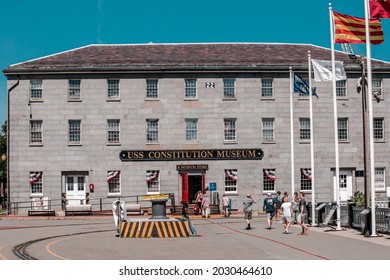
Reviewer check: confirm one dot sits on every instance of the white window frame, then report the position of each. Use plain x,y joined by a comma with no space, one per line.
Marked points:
230,185
36,90
36,132
191,128
230,130
341,89
304,129
268,129
380,179
267,88
342,128
153,186
113,131
114,182
152,88
74,89
36,186
113,89
152,130
191,89
73,131
229,89
379,129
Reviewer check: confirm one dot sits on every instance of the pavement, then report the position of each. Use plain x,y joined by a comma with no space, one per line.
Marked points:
93,238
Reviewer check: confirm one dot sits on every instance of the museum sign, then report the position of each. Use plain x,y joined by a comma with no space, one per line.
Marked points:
172,155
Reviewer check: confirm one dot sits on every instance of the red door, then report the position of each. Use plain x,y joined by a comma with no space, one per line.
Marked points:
184,187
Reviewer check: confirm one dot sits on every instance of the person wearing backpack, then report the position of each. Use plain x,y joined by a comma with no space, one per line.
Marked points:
269,208
278,204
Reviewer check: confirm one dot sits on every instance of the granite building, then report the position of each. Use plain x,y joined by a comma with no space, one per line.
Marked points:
109,121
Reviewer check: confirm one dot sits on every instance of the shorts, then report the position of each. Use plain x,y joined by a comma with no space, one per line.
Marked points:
270,214
302,218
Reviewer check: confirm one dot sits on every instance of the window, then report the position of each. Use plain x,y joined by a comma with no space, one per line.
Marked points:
35,132
380,179
153,181
191,129
113,89
152,89
230,130
151,131
341,88
268,129
36,89
377,88
114,181
229,90
113,131
36,182
269,179
231,180
304,129
305,179
74,132
343,129
267,88
379,129
190,88
74,89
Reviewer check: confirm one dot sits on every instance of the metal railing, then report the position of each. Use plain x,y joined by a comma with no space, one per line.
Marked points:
98,204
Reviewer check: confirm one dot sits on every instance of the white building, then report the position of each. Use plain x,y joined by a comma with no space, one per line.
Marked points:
174,118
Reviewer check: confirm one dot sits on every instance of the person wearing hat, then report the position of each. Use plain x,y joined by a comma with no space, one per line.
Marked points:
269,208
248,210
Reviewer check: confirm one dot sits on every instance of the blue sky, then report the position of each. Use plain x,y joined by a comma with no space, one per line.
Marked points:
32,29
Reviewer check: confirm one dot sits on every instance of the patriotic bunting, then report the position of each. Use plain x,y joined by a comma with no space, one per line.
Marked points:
151,175
306,173
35,177
350,29
270,174
112,174
380,8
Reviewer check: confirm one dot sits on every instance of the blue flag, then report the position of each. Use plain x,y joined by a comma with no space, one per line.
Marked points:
300,86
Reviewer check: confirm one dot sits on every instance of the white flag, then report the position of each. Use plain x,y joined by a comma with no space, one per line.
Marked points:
323,70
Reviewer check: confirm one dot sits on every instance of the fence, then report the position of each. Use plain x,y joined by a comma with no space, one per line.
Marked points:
98,204
351,217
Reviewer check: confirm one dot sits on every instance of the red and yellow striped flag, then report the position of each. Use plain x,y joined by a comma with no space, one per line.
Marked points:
350,29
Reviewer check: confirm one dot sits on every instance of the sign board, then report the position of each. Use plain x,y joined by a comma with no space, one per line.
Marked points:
156,196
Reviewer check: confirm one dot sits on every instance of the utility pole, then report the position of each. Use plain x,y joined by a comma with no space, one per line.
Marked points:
367,172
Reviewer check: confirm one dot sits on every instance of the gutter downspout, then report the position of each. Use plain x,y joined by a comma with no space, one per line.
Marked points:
8,148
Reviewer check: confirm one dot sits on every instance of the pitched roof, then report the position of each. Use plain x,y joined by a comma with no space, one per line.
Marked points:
182,56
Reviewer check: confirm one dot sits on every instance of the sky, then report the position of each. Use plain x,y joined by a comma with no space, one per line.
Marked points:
33,29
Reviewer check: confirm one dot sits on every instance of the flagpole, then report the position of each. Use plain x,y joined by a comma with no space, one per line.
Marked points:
292,133
311,145
370,117
335,123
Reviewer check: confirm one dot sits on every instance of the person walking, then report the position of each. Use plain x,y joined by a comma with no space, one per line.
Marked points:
287,214
248,202
269,208
205,206
278,204
302,214
186,217
225,205
295,206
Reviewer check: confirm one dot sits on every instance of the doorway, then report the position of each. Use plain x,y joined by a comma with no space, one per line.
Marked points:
191,183
75,189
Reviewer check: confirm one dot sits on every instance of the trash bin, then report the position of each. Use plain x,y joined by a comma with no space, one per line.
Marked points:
365,219
387,219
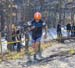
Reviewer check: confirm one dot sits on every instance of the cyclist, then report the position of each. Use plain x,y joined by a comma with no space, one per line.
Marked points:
36,27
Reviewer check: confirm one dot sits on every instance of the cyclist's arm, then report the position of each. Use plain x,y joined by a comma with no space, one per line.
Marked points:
45,27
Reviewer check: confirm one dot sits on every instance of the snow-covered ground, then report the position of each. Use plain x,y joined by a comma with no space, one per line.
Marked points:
55,62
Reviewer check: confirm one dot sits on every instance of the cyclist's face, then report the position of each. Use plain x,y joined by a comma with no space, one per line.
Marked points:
37,21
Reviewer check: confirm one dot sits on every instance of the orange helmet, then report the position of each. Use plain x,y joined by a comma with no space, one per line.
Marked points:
37,16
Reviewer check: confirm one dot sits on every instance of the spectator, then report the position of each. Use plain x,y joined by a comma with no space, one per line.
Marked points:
68,26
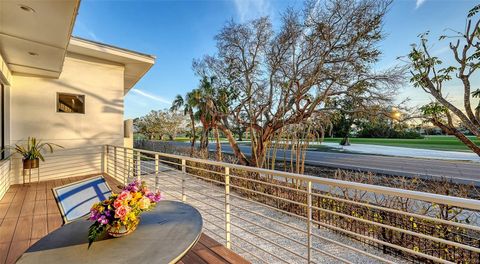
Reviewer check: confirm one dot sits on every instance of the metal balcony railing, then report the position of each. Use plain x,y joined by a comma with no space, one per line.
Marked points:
280,217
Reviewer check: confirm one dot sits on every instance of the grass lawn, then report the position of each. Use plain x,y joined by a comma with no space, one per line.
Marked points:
429,142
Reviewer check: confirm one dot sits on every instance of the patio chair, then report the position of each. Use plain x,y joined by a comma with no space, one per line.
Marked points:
75,199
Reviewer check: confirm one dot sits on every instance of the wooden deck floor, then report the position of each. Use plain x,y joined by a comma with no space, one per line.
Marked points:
28,213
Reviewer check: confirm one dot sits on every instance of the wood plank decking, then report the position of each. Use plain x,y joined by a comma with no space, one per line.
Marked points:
29,212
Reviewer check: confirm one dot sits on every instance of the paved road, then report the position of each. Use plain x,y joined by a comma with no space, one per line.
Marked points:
461,171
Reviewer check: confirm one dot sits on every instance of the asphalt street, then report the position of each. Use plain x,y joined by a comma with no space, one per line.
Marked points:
461,171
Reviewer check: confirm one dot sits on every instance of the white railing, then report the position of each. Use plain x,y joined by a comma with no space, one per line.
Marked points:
280,217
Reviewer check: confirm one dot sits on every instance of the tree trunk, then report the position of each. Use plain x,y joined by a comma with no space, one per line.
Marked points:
194,136
219,146
453,131
236,150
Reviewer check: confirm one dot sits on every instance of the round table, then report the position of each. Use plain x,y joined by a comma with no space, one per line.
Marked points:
164,235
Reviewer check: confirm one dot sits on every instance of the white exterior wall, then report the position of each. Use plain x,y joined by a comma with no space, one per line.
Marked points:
33,112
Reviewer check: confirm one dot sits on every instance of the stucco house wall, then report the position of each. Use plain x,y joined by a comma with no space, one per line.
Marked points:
33,112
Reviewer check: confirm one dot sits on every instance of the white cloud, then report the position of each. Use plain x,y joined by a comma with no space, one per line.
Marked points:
250,9
419,3
83,28
151,96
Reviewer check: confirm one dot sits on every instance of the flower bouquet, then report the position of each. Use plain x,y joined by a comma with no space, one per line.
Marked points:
119,215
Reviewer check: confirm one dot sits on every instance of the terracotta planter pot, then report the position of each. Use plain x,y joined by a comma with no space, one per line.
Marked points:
30,164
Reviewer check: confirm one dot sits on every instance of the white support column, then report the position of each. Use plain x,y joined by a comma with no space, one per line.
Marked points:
227,208
309,221
184,175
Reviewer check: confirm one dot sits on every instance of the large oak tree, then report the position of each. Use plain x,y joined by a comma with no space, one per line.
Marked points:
278,78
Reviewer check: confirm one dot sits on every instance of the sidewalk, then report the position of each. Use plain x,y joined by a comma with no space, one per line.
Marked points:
406,152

* [SHORT TASK]
Output an exact copy of the lines beginning at the one that holds "white cloud, then" and running through the final line of the records.

* [SOLUTION TO THIS PROBLEM]
Reviewer check: confirm one dot sits on every instance of the white cloud, then report the position of each. Use plain x,y joined by a comma with no space, one per line.
Marked points:
250,9
419,3
83,28
151,96
Reviewer check: confirm one dot sits on every instance of the flower bouquet, then report the position of each. Use plain x,y joined by a comma with no space, one per line.
Marked points:
119,215
Reviewer check: confirm one dot sits on every instance of the terracotta planter pot, then report the position of each. Use plain x,y joined by a comma with no space, one per line.
Marked points:
30,164
Reviewer check: confirm one dot sits on every instance of the white support column, then report the position of each. Use plain x,y joined by a comma with no space, one per line.
Marked points:
227,208
309,221
184,175
Reviewer check: confirm one dot sits on every instance of the large oak tree, then report the position of each. Use plain x,y joined by a comma with no space, one per line.
Marked points:
278,78
Reviewer check: confirm one dot sits on every instance of the sidewalk, then report the position of each. Use plain x,y joined by a comma with no space, one per line.
Marked points:
406,152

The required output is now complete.